··· Material to process

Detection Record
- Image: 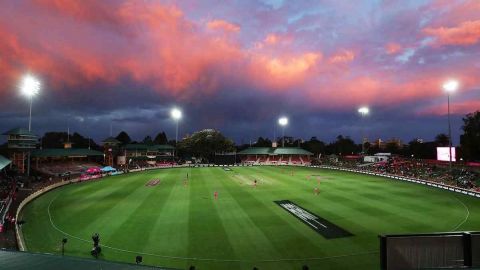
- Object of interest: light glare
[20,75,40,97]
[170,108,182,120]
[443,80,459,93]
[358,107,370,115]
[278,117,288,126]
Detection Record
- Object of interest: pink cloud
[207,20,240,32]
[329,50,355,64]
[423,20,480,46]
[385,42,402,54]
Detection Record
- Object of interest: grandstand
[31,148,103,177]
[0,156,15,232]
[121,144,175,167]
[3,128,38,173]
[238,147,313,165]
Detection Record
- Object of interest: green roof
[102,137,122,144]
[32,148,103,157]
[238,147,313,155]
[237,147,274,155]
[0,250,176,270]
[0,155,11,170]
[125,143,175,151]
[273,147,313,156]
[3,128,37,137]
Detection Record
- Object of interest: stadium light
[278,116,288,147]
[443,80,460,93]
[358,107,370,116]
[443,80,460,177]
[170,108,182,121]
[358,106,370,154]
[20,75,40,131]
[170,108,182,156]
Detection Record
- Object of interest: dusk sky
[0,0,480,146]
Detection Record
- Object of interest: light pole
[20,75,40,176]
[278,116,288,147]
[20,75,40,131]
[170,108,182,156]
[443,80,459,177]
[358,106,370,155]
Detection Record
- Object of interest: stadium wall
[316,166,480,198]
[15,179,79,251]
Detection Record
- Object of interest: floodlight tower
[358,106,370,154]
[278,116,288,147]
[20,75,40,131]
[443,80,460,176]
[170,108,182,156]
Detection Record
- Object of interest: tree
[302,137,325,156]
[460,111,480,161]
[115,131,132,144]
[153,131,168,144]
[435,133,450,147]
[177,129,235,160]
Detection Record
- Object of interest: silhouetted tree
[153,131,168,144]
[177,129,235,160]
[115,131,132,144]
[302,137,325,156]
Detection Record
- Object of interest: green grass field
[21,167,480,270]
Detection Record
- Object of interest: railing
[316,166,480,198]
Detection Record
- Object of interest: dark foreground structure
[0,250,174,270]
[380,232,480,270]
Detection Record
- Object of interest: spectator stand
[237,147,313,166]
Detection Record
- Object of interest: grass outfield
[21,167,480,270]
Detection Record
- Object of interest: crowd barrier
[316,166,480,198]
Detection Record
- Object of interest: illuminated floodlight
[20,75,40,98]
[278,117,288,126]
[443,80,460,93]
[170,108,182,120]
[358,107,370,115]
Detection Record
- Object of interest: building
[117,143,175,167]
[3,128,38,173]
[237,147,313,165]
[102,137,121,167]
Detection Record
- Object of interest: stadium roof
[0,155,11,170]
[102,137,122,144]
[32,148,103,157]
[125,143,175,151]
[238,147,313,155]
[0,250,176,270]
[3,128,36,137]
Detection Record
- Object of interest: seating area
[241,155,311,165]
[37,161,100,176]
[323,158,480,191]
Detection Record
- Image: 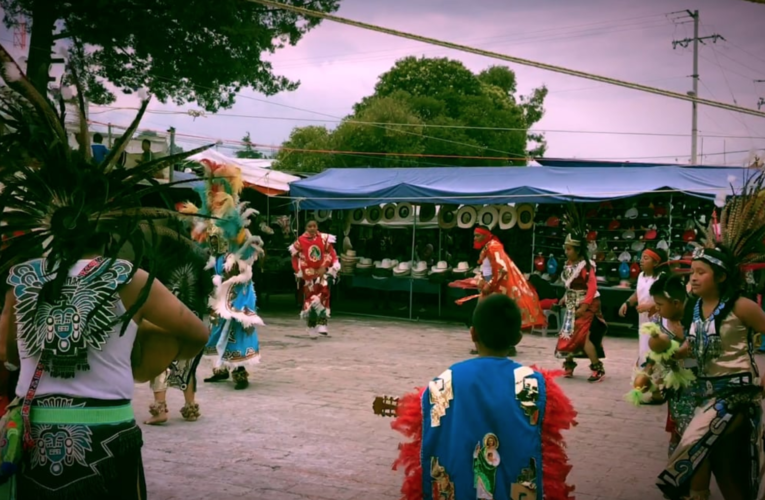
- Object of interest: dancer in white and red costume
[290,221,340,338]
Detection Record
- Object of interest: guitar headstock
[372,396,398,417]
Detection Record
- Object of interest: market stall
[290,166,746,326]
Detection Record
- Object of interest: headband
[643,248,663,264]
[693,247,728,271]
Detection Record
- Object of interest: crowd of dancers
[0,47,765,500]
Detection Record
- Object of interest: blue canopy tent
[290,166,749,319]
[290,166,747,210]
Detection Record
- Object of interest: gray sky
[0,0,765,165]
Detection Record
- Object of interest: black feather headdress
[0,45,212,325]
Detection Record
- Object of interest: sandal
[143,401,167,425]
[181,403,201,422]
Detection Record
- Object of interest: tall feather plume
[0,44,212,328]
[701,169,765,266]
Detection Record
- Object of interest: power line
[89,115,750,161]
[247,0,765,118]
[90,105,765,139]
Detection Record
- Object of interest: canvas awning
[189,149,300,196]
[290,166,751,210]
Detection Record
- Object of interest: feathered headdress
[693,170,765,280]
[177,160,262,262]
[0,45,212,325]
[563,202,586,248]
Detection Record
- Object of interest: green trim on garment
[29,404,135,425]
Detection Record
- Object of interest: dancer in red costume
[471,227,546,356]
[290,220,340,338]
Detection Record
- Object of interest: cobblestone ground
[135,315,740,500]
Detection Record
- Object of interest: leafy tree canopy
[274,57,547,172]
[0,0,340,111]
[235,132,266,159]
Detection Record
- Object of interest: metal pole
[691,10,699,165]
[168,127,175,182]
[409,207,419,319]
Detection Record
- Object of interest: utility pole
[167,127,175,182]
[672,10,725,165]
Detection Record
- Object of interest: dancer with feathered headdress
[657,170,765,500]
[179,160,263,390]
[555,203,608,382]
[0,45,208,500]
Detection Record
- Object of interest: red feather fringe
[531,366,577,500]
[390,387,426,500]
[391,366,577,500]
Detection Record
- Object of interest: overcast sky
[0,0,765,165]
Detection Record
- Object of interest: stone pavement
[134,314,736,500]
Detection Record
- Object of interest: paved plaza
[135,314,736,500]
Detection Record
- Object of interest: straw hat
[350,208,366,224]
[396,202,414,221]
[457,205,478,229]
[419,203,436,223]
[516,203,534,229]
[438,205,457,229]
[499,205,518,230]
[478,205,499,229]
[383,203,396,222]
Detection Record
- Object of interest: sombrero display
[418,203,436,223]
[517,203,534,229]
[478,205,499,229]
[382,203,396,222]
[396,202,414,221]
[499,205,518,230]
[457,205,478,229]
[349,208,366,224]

······

Written instruction → Update the entries above by replacing every "Object of interest" with "Target label" and leaving everything else unchanged. Omit the pictures from your answer.

Completed exercise →
Detection Record
- Image: 
- Target label: light glare
[20,75,40,97]
[170,108,182,120]
[443,80,459,93]
[358,107,370,115]
[278,117,288,126]
Detection Record
- Target label: pink cloud
[207,20,240,32]
[329,50,355,64]
[423,20,480,46]
[385,42,402,54]
Detection Record
- Target label: grandstand
[31,148,103,177]
[0,156,15,232]
[121,144,175,167]
[3,128,38,173]
[238,147,313,165]
Detection Record
- Target label: green roof
[102,137,122,144]
[32,148,103,157]
[238,147,313,155]
[237,147,274,155]
[0,250,176,270]
[0,155,11,170]
[125,143,175,151]
[273,147,313,156]
[3,128,37,137]
Detection Record
- Target label: stadium light
[278,116,288,147]
[443,80,460,93]
[358,107,370,116]
[443,80,460,177]
[170,108,182,121]
[358,106,370,154]
[20,75,40,131]
[170,108,182,156]
Detection Record
- Target label: dusk sky
[0,0,480,146]
Detection Record
- Target label: light pole
[20,75,40,176]
[278,116,288,147]
[20,75,40,131]
[170,108,182,156]
[443,80,459,177]
[358,106,370,155]
Detection Record
- Target label: stadium wall
[316,166,480,198]
[15,179,79,251]
Detection Record
- Target label: floodlight tower
[358,106,370,154]
[278,116,288,147]
[20,75,40,131]
[443,80,460,176]
[170,108,182,156]
Detection Record
- Target label: tree
[302,137,325,156]
[460,111,480,161]
[115,131,132,144]
[153,131,168,144]
[435,133,450,147]
[177,129,235,160]
Detection Record
- Target label: silhouetted tree
[153,131,168,144]
[177,129,235,160]
[115,131,132,144]
[302,137,325,156]
Detection Record
- Target label: green grass field
[21,167,480,270]
Detection Record
- Target label: railing
[316,166,480,198]
Detection Record
- Target label: dark foreground structure
[0,250,174,270]
[380,232,480,270]
Detection Record
- Target label: spectator stand
[237,147,313,166]
Detection Record
- Target label: grass outfield
[21,167,480,270]
Detection Record
- Target label: crowd barrier
[316,166,480,198]
Detection Record
- Target label: illuminated floodlight
[20,75,40,98]
[278,117,288,126]
[443,80,460,93]
[170,108,182,120]
[358,107,370,115]
Detection Record
- Target label: building
[117,143,175,167]
[3,128,38,173]
[237,147,313,165]
[102,137,121,167]
Detection Record
- Target label: stadium roof
[0,155,11,170]
[102,137,122,144]
[32,148,103,157]
[125,143,175,151]
[238,147,313,155]
[0,250,176,270]
[3,128,36,137]
Detection Record
- Target label: seating area
[241,155,311,165]
[37,161,100,176]
[323,158,480,191]
Detection Record
- Image: 
- Target label: dancer in white and red costume
[290,221,340,338]
Detection Record
- Target label: guitar headstock
[372,396,398,417]
Detection Record
- Target label: market stall
[290,166,746,326]
Detection Record
- Target label: headband
[643,248,663,264]
[693,247,728,271]
Detection Record
- Target label: crowd of dancers
[0,47,765,500]
Detection Record
- Target label: blue canopy tent
[290,166,749,319]
[290,166,747,210]
Detection Record
- Target label: gray sky
[0,0,765,165]
Detection Record
- Target label: black feather headdress
[0,45,212,325]
Detection Record
- Target label: sandal
[143,401,167,425]
[181,403,201,422]
Detection Record
- Target label: tall feather plume
[0,44,212,328]
[701,169,765,266]
Detection Record
- Target label: power line
[89,115,750,161]
[247,0,765,118]
[90,105,765,139]
Detection Record
- Target label: canvas awning
[189,149,300,196]
[290,166,751,210]
Detection Record
- Target label: feathered headdress
[693,170,765,280]
[177,160,262,262]
[0,45,212,325]
[563,202,586,248]
Detection Record
- Target label: green trim on garment
[29,404,135,425]
Detection Record
- Target label: dancer in red costume
[471,227,546,356]
[290,220,340,338]
Detection Record
- Target label: cobblestone ground
[135,315,740,500]
Detection Record
- Target label: leafy tree canopy
[274,57,547,172]
[0,0,340,111]
[235,132,266,159]
Detection Record
- Target label: metal pole
[691,10,699,165]
[168,127,175,182]
[409,207,419,319]
Detection Record
- Target label: utility pole
[167,127,175,182]
[672,10,725,165]
Detection Record
- Target label: dancer with feathered headdress
[657,170,765,500]
[179,160,263,390]
[555,203,608,382]
[0,45,208,500]
Detection Record
- Target label: red feather fringe
[531,366,577,500]
[390,387,426,500]
[391,366,577,500]
Detection Record
- Target label: overcast sky
[0,0,765,165]
Detection Record
- Target label: stone pavement
[134,314,736,500]
Detection Record
- Target label: paved plaza
[135,314,736,500]
Detection Record
- Target label: straw hat
[350,208,366,224]
[396,202,414,221]
[457,205,478,229]
[419,203,436,223]
[516,203,534,229]
[438,205,457,229]
[499,205,518,230]
[478,205,499,229]
[383,203,396,222]
Detection Record
- Target label: sombrero display
[418,203,436,223]
[517,203,534,229]
[478,205,499,229]
[382,203,396,222]
[396,202,414,221]
[499,205,518,230]
[457,205,478,229]
[349,208,366,224]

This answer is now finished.